> Texto de práctica
__________

La violencia sexual se utiliza sistemáticamente desde los años 90 cuando comenzaron las luchas intestinas – entre el ejército del gobierno y los grupos de rebeldes sostenidos por Ruanda, Burundi y Uganda – por el control de los yacimientos minerales. El precio lo pagan los civiles y, en especial, las mujeres. “Un ataque a una madre es un ataque a la esencia misma de nuestro pueblo”, explica la doctora Diku. Nuestra cultura se basa fundamentalmente en las madres a las que, en estos casos, se les arrebata su rol porque las jóvenes, una vez violadas, ya no logran encontrar un lugar en la sociedad. Por este motivo, la violencia sistemática lleva a un empobrecimiento étnico con el consiguiente debilitamiento de la capacidad de enfrentarse a quienes quieren mandar.

Para aplastar cualquier tipo de resistencia, se llega a obligar a los padres a violar a sus hijas, a los hijos a violar a sus madres, aniquilando así la esencia misma del ser humano”. Tras una experiencia así, muchas de estas personas buscan la muerte. “Esta violencia” – según confirma Solange Nyamulisa, directora de la ONG International Action Aid – “es una auténtica estrategia de guerra”.

__________

> Encargo de trabajo 1
Resume en dos oraciones el texto sobre la violencia sexual.
> Encargo de trabajo 2
Sigue escribiendo el texto sobre la violencia sexual a partir de su última oración.

__________

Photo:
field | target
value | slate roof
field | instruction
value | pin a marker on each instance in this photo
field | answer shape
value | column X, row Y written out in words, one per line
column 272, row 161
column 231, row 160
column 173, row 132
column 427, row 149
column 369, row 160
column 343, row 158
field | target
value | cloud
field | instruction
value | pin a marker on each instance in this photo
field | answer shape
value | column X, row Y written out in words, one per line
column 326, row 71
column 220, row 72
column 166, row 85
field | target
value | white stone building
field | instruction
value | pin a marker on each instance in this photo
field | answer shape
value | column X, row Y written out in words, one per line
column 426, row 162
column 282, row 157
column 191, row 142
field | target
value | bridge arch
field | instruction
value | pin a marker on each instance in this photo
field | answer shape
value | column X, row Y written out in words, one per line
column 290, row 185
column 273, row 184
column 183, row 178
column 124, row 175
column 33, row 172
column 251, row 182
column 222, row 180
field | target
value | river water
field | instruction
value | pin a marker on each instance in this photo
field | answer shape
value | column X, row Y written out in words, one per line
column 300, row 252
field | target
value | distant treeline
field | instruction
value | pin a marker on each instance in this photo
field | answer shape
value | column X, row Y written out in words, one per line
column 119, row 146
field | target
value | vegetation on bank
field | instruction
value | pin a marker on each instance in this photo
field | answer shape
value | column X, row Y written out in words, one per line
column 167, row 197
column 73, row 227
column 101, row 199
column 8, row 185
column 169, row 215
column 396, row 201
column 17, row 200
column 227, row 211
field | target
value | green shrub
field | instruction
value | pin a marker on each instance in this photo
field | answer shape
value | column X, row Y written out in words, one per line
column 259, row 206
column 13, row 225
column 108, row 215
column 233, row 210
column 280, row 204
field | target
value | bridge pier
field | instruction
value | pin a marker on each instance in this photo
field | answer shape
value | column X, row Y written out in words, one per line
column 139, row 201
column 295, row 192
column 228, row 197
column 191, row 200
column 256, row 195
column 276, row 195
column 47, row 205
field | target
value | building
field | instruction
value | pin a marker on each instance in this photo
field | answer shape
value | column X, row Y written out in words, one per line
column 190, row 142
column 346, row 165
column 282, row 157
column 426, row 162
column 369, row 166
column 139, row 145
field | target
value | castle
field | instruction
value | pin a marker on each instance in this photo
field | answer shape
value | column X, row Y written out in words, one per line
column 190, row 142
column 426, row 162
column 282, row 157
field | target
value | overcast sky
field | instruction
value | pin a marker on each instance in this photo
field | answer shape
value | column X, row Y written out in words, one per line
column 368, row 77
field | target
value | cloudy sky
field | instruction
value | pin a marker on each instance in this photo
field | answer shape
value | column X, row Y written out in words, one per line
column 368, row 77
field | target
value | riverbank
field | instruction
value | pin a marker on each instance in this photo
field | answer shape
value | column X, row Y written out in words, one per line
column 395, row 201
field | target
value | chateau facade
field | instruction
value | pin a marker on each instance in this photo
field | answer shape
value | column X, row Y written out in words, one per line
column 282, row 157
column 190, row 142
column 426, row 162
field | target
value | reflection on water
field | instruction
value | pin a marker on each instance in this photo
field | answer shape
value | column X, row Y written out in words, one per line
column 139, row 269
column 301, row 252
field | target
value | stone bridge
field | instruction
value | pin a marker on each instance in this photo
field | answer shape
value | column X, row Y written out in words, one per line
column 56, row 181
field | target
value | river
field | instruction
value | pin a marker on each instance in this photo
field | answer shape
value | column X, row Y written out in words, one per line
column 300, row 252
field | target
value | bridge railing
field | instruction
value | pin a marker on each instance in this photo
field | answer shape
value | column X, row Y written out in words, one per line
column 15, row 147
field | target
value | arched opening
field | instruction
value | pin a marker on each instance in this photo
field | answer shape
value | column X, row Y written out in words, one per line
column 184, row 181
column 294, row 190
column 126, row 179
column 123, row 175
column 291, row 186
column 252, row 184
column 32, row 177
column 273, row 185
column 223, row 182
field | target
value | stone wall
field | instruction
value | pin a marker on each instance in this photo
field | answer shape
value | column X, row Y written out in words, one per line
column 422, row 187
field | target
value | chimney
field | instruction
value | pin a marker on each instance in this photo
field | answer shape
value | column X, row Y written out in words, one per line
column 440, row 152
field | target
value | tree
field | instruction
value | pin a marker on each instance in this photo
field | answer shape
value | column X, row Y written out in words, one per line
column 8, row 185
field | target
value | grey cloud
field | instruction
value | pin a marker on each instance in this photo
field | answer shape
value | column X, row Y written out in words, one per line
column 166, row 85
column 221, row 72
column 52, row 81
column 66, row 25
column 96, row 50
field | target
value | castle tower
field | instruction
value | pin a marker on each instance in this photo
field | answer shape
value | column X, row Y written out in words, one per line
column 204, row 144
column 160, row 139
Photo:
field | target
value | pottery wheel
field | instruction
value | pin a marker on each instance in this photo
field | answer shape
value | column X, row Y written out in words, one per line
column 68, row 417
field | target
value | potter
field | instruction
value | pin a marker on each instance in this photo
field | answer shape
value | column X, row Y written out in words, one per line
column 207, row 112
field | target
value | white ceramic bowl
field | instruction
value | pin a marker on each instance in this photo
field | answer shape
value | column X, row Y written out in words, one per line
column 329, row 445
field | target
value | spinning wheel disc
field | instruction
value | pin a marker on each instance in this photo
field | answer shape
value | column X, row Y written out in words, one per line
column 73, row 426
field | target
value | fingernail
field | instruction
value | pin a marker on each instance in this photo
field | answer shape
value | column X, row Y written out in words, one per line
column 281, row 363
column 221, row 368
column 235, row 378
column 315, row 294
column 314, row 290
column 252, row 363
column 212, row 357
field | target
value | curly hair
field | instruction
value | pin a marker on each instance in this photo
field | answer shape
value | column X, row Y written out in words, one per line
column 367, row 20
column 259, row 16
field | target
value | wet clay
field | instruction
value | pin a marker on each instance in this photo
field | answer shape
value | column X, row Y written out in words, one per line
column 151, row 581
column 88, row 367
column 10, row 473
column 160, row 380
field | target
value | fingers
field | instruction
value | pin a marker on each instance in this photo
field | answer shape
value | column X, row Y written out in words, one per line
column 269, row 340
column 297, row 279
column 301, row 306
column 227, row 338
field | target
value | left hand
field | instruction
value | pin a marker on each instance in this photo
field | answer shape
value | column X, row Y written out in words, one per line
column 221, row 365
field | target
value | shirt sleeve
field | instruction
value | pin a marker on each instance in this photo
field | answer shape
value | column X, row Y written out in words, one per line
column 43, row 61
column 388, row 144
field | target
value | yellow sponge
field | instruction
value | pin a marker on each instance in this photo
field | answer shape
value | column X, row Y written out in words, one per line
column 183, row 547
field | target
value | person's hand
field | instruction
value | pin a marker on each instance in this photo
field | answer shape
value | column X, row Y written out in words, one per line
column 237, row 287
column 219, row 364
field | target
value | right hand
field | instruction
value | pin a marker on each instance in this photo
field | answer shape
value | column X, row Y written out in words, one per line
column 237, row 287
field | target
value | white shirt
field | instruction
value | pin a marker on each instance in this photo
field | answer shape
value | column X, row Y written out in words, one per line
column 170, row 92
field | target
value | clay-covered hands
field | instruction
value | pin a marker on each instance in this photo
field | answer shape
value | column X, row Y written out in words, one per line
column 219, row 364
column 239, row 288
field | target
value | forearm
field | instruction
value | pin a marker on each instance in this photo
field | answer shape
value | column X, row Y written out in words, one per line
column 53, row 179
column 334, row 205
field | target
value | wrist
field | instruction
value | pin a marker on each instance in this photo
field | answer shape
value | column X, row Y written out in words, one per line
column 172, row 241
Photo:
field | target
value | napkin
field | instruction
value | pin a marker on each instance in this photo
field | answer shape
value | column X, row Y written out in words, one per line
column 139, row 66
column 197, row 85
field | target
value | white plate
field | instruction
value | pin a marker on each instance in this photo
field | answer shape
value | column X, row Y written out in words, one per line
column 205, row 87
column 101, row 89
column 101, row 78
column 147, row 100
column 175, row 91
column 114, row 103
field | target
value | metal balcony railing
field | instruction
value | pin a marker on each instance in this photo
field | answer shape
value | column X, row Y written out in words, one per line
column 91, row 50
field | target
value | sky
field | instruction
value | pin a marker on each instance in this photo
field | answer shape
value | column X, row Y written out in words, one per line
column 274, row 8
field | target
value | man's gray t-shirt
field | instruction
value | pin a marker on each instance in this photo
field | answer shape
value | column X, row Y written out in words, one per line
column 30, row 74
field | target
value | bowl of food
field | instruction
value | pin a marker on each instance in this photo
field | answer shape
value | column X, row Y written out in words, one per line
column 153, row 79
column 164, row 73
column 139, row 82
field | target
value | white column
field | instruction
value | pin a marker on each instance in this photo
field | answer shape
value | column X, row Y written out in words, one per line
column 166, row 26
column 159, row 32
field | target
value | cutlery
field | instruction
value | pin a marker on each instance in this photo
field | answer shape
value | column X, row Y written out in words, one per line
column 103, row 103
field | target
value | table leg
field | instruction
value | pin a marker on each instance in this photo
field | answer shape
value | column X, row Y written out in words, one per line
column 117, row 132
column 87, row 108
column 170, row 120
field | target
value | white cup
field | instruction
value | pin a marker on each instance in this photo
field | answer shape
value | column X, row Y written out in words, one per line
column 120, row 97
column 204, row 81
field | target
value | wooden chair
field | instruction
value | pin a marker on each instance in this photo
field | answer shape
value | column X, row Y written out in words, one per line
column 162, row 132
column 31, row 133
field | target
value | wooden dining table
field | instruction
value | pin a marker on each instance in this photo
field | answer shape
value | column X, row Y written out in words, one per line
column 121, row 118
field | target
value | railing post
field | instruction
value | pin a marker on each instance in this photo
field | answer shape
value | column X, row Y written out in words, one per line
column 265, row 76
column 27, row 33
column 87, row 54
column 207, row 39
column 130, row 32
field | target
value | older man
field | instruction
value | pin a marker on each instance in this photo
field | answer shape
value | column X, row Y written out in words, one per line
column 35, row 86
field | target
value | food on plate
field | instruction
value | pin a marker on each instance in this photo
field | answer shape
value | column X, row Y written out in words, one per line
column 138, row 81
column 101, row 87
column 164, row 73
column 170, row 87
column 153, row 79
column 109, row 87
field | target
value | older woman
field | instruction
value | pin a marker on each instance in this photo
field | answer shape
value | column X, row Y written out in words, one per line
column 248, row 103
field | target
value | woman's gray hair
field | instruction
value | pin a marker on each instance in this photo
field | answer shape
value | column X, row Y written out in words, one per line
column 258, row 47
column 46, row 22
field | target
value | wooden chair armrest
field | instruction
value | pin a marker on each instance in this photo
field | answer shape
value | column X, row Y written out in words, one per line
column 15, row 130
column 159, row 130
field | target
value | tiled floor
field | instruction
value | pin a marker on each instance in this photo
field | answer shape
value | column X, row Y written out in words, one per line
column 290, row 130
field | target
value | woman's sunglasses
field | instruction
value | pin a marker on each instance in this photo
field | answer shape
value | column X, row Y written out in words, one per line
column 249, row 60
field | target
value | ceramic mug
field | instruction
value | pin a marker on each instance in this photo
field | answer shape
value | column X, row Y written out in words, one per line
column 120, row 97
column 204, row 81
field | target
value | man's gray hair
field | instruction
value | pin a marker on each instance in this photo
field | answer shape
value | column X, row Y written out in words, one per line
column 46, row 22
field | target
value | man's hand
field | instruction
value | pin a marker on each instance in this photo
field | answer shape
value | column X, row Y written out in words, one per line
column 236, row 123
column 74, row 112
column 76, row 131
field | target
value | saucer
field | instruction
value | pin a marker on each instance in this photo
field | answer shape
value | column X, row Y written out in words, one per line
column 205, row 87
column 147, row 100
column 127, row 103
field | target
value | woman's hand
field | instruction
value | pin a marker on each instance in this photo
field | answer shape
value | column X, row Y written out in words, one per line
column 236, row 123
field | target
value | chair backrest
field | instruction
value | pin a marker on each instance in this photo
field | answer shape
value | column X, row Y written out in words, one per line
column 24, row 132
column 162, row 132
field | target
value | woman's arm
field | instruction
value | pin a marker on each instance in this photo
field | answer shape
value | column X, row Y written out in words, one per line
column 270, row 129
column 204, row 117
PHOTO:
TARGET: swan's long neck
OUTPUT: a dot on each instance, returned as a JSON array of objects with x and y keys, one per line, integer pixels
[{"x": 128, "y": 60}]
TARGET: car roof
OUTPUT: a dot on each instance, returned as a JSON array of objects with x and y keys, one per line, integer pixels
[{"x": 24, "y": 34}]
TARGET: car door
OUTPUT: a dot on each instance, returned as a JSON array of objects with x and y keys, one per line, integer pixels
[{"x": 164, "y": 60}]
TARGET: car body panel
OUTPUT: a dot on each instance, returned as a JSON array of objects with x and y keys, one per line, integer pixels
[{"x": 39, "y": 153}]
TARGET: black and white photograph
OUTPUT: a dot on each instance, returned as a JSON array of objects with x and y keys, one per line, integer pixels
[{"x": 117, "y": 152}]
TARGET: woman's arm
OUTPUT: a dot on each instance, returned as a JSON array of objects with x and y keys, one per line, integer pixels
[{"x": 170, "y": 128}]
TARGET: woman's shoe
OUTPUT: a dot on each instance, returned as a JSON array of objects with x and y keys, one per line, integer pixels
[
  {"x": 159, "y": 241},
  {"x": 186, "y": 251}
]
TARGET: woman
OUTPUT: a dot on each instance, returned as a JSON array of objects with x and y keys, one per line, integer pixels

__________

> Resultado 1
Desde los años 90, la violencia sexual se usa de forma sistemática en las luchas entre el ejército del gobierno y grupos rebeldes apoyados por Ruanda, Burundi y Uganda por el control de los yacimientos minerales, y la pagan los civiles, sobre todo las mujeres. Esta violencia lleva a un empobrecimiento étnico que debilita la capacidad de enfrentarse a quienes quieren mandar, y Solange Nyamulisa, directora de la ONG International Action Aid, la llama una auténtica estrategia de guerra.

> Resultado 2
Es un drama que se produce ante la indiferencia del mundo occidental, comprometido con otros escenarios bélicos que se consideran más importantes bajo el perfil económico, tanto en materia de relaciones comerciales como en cuanto a la posible reconstrucción posbélica. En marzo, el Fondo de Naciones Unidas para la Población (UNFPA) publicó las estadísticas sobre la violencia sexual perpetrada en Ituri – provincia situada al noreste de la República Democrática del Congo – en el año 2013: el estudio reveló que se habían registrado 2.447 casos. Y si por “registrar” se entienden aquellos casos que las víctimas han denunciado ante alguna asociación humanitaria para pedir ayuda, significa que la cifra real podría ser al menos el doble.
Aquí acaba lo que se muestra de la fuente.